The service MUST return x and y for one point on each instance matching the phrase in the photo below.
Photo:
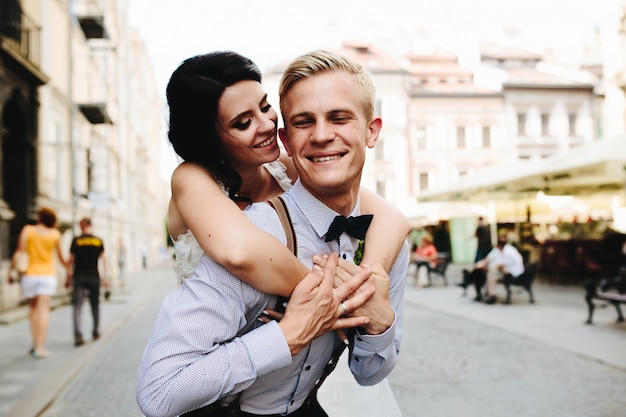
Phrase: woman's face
(247, 125)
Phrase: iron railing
(20, 32)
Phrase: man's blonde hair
(319, 61)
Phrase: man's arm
(190, 359)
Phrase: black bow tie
(354, 226)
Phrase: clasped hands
(333, 297)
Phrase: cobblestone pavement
(459, 358)
(455, 365)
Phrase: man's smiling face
(326, 132)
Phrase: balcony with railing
(20, 40)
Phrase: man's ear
(282, 134)
(374, 129)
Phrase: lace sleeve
(278, 170)
(187, 254)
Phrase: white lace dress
(187, 250)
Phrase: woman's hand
(378, 307)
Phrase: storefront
(568, 210)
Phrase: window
(90, 173)
(420, 138)
(521, 124)
(545, 124)
(572, 124)
(460, 137)
(486, 136)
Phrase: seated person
(504, 259)
(425, 256)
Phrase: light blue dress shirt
(208, 345)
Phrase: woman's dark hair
(193, 93)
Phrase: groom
(199, 352)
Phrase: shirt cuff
(268, 348)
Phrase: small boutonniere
(358, 255)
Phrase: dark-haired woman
(223, 127)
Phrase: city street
(459, 357)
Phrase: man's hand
(315, 306)
(378, 307)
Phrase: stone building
(81, 129)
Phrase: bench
(611, 290)
(443, 260)
(478, 278)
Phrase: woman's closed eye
(243, 124)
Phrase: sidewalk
(558, 316)
(28, 386)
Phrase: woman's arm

==============================

◆ EXERCISE AIM:
Reproduce all of the rows above verbatim, leaving out the pictures.

◆ RESULT OF THE TASK:
The service MUST return x and y for one point on each instance matching the phrase in the photo below.
Photo:
Phrase: woman's face
(247, 125)
Phrase: iron railing
(20, 32)
Phrase: man's blonde hair
(319, 61)
Phrase: man's arm
(190, 359)
Phrase: black bow tie
(354, 226)
Phrase: clasped hands
(333, 297)
Phrase: cobblestone pavement
(459, 358)
(455, 365)
Phrase: man's smiling face
(326, 132)
Phrase: balcony with railing
(20, 40)
Phrase: man's ear
(282, 134)
(374, 129)
Phrase: lace sleeve
(278, 170)
(187, 254)
Phrase: white lace dress
(187, 250)
Phrase: woman's hand
(378, 307)
Phrase: storefront
(568, 210)
Phrase: window
(90, 173)
(420, 138)
(521, 124)
(545, 124)
(572, 124)
(460, 137)
(486, 136)
Phrase: seated person
(504, 259)
(425, 256)
Phrase: light blue dress shirt
(208, 345)
Phrase: woman's dark hair
(193, 93)
Phrase: groom
(199, 352)
Phrase: shirt cuff
(268, 348)
Phrase: small boutonniere
(358, 255)
Phrase: dark-haired woman
(223, 127)
Phrase: city street
(459, 357)
Phrase: man's hand
(315, 306)
(378, 307)
Phrase: stone building
(81, 129)
Phrase: bench
(611, 290)
(443, 260)
(478, 278)
Phrase: woman's closed eye
(243, 124)
Phrase: sidewalk
(558, 316)
(28, 386)
Phrase: woman's arm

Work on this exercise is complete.